Filter the material below down to the lines that contain the string "cake", and copy each of those lines.

Excerpts from a detection dataset
========================================
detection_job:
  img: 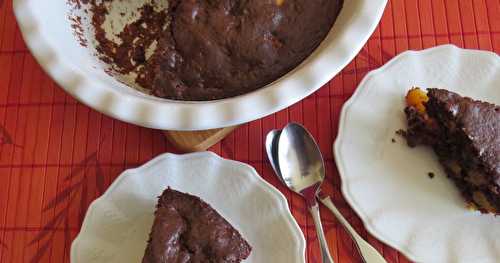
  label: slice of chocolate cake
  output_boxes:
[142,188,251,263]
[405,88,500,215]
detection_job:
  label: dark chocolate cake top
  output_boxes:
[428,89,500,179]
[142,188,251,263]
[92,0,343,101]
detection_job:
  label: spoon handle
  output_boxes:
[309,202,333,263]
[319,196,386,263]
========================================
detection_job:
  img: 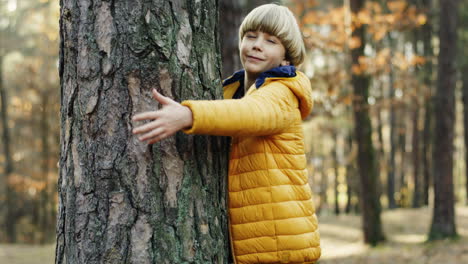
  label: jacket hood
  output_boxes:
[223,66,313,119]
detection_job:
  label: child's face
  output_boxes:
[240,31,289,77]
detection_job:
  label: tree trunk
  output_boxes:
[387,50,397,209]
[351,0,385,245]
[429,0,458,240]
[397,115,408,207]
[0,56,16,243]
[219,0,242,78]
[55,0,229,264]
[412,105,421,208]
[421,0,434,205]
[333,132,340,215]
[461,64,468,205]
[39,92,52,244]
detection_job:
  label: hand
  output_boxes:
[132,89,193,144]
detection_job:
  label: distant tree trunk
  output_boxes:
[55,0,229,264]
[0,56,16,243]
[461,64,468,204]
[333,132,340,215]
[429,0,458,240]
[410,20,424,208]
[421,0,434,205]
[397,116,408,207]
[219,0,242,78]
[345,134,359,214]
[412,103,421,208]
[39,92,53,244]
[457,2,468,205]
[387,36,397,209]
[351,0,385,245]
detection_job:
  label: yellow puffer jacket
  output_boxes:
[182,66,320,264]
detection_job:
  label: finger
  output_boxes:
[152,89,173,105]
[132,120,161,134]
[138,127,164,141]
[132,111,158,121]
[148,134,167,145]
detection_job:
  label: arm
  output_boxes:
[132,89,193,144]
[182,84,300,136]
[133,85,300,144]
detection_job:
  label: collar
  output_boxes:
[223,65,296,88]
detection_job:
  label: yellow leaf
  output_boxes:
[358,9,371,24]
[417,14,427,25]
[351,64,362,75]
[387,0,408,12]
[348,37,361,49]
========================================
• **RESPONSE TO THIS TASK**:
  label: slice of chocolate cake
  label: dark chocolate cake top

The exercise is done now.